■ Directions
[1] In the text about rational emotive behavior therapy in schools, list every sentence ending with a question mark in the paragraph that begins "What habits of thinking".
[2] Carry on the text about rational emotive behavior therapy in schools from its last sentence.
Text section start
Rational Emotive Behaviour Therapy was developed by Dr. Albert Ellis in the 1950's. Educators are beginning to rethink how they address behaviour in schools. Slowly we are appreciating that if students are to learn how to better manage themselves emotionally and behaviourally more successfully then REBT has a lot to offer through RATIONAL EMOTIVE BEHAVIOUR EDUCATION
I had the pleasure of working with a group of educators at a high school in the northern suburbs of Adelaide recently. The school has set up a well being hub where students can go for support if needed particularly of a social/emotional/behavioural kind.
The 'Hub'staff is sourcing ideas to support their students and one staff member who attended several of my workshops last year considered that REBT would value add to the 'Hub'mission to help students better manage themselves in day to day life especially when things go awry.
Craigmore High School
It is always a challenge when presenting to 'hit the spot' as it were so that people become engaged and interested in the message. Is this stuff useful to my practice as a teacher/counsellor? Will it benefit my students? What will be my strategy, the hook used to get everyone 'in?'
To start we looked at the philosophical underpinnings of the ABC Theory of Emotional Disturbance. One significant influence on Albert Ellis' REBT was the work of the Stoics. EPICTETUS in 100 AD declared:
'People are disturbed not by things, but by the view which they take of them.'
People agreed that these sentiments resonated with them and that indeed it would be folly to believe that events were the sole cause of emotions experienced. Yes it was clear that people had some responsibility for their own emotional and behavioural foibles by dint of the views, entrenched habits of thinking that they possess. But they also readily admitted that they often reacted to events in an unhelpful and self defeating way. In other words they tended to attribute their emotional and behavioural discomfort to a thing or event.
So presence of mind or mindfulness is called upon in times of emotional stress. This entails checking in on what it is we might be telling ourselves about a situation. It may be bad but is it the worst thing that can happen? Can you handle the discomfort and see yourself through this impasse? Does our sense of self worth remain in tact?
People acknowledged that though we might understand the idea of mindfulness and mental health self care it was harder to constantly 'walk the talk'as they would default to old habits when their mental health guard was down. This we agreed needed constant attention as habits are hard to break. The hook of 'if this relates to our well being how important would it be for our students' had done the trick? Constructivism tells us that:
'... meaning (or truth) cannot be described simply
as 'objective'; that is, knowledge does not exist independently from knowers
but is socially and historically constructed. http://www.decs.sa.gov.au
What habits of thinking have our students constructed and are they by and large useful, rational ones? Can they negotiate a world of change and challenge? Is their idea of 'self' robust and healthy and hard to breach? What meanings have they made of their experience; what is their truth?
Text section end
Supplied information section start
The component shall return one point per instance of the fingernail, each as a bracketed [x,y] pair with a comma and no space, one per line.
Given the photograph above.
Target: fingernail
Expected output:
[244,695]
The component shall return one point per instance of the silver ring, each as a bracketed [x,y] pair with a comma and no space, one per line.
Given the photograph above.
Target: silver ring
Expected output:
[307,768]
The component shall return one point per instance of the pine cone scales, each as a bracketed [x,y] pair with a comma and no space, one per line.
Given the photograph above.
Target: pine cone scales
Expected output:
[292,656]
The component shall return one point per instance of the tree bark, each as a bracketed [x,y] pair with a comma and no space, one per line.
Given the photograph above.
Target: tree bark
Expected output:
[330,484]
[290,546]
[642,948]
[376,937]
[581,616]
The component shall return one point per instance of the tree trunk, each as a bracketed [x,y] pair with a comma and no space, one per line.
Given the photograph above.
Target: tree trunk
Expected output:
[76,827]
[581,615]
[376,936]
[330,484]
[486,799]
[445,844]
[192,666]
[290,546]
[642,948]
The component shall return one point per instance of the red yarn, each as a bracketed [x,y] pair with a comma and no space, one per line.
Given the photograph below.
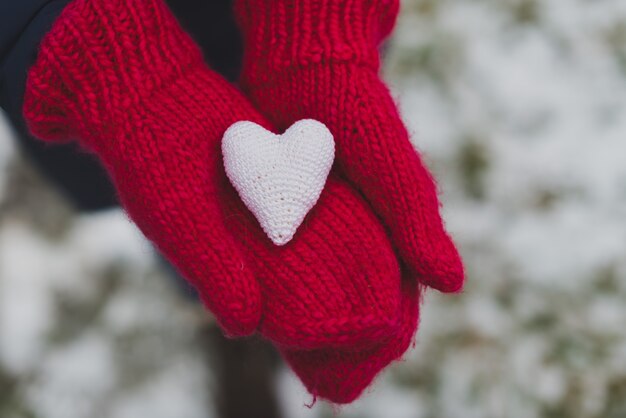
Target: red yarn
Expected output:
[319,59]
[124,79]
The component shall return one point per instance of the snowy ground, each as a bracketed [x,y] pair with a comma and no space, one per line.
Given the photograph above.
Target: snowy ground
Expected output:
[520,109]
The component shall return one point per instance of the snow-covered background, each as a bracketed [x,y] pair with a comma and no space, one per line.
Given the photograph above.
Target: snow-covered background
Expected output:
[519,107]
Supplied information section end
■ Outputs in order
[1]
- What habits of thinking have our students constructed and are they by and large useful, rational ones?
- Can they negotiate a world of change and challenge?
- Is their idea of 'self' robust and healthy and hard to breach?
- What meanings have they made of their experience; what is their truth?

[2]
These are questions that the students themselves can learn to explore. Do they know that knowledge is co constructed in the contexts in which they are socialised? What are these constructions and are they beneficial or dead weights that drag them down sometimes to despair? Can they learn to unlearn these habits of thought and build new more helpful ones?
Anais Nin reminds us that there are as many truths as their are people whose meanings will be the engine which drives them towards their goals and desires to be happy and successful. There are those whose realities are based on rational assessments of themselves, others and the world and then there are those whose irrational beliefs contrive to stymie and hinder their progress.
“There is not one big cosmic meaning for
all, there is only the meaning we each give to our life, an individual meaning,
an individual plot, like an individual novel, a book for each person.” Anais Nin
REBT and the ABC Theory of Emotional Disturbance is a powerful tool with which to acquaint young people with their thinking nature. Is school bad? Some would say yes and others would say no. Am I dumb and hopeless? Yes if you believe you are because as Shakespeare's Hamlet is known to have said.
'Nothing is good or bad but thinking makes it so!'
It all comes down to how we view(assess)ourselves, others and our world because when all is said and done the world is neither for us or against us; as Albert Ellis said 'it doesn't give a shit!' It's how we respond to events and others that is key and if we have a healthy rational perspective on the world we are in better shape to forge ahead. As Dr. Ellis said:
consequently specialises in showing people what their own basic theories about themselves and the world are
and how these hypotheses often lead to destructive feelings and actions, how they can
be forcefully falsified and replaced with more workable philosophies.”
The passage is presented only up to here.